* RECORDS *

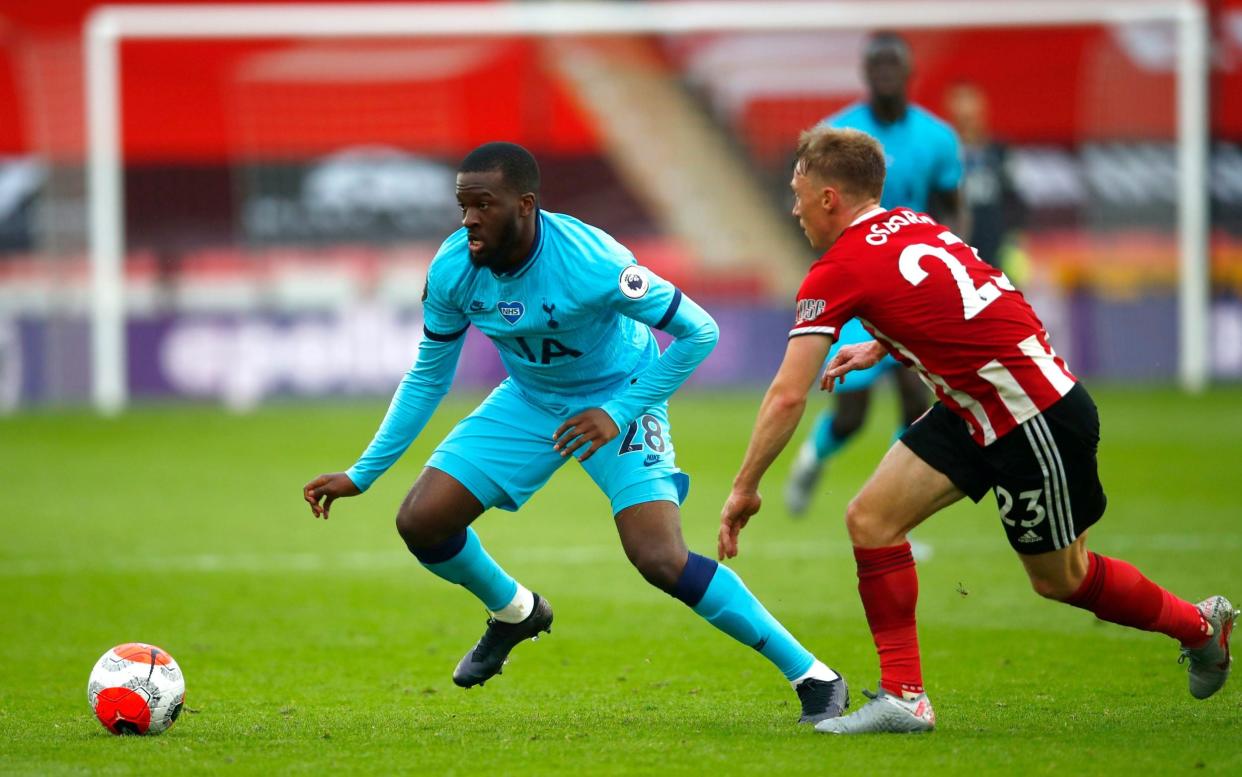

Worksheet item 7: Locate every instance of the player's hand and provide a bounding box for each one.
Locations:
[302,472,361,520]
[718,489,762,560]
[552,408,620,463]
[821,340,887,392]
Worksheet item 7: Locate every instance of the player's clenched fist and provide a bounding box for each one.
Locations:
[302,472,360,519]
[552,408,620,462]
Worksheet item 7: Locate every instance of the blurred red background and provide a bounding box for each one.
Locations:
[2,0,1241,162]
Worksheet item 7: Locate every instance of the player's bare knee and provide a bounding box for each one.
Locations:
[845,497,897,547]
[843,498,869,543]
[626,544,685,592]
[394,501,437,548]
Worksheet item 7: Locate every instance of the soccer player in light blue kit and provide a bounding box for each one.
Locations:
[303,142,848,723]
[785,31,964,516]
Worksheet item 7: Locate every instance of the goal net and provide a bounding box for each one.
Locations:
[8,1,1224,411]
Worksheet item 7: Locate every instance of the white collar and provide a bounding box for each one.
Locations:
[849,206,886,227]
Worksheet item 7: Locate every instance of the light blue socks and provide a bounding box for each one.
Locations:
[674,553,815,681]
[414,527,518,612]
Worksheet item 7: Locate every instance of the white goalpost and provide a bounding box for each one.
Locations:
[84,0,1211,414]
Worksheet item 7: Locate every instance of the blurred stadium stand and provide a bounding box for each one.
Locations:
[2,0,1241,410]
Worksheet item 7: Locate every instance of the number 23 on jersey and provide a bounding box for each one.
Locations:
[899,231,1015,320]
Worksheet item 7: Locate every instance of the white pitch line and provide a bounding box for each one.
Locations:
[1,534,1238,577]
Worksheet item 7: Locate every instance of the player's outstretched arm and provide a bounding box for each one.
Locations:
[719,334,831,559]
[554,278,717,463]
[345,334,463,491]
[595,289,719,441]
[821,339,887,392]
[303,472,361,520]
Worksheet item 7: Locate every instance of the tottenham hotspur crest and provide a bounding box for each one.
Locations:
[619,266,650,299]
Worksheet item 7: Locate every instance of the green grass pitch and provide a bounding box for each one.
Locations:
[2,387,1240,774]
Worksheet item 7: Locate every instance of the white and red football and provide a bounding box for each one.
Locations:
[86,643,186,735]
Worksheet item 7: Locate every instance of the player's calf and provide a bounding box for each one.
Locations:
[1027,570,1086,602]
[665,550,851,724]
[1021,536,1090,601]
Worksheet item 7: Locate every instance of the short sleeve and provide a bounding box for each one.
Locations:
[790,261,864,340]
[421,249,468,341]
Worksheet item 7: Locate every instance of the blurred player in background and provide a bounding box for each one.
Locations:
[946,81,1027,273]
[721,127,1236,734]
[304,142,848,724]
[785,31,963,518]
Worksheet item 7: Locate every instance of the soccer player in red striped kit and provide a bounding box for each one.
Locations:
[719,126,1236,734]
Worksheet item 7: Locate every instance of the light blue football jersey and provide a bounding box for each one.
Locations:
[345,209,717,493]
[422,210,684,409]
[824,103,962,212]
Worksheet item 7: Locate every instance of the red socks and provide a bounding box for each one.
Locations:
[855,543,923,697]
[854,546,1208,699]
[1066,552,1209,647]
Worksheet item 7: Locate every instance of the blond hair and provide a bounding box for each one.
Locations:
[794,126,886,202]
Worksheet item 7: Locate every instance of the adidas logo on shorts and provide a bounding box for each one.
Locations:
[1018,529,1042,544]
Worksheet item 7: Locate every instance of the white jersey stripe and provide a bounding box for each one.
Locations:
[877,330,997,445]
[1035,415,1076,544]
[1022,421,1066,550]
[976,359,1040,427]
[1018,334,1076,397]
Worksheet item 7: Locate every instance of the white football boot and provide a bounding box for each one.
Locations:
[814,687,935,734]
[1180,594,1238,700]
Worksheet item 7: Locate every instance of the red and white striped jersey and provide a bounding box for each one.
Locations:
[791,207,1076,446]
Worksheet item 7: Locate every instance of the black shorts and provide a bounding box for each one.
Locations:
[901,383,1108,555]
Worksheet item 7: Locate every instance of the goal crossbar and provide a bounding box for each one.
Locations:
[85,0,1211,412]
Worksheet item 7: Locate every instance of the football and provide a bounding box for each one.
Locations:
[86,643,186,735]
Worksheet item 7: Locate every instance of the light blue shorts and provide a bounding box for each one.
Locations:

* TASK REQUIREMENTS *
Pull out every line in the data above that has the word "soccer".

* RESULT OF THE TASK *
Worksheet item 7: Locate every instance of the soccer player in light blue kit and provide a bounding box for each one.
Worksheet item 7: Locate every instance of the soccer player in red striped kit and provide a bounding box for each one.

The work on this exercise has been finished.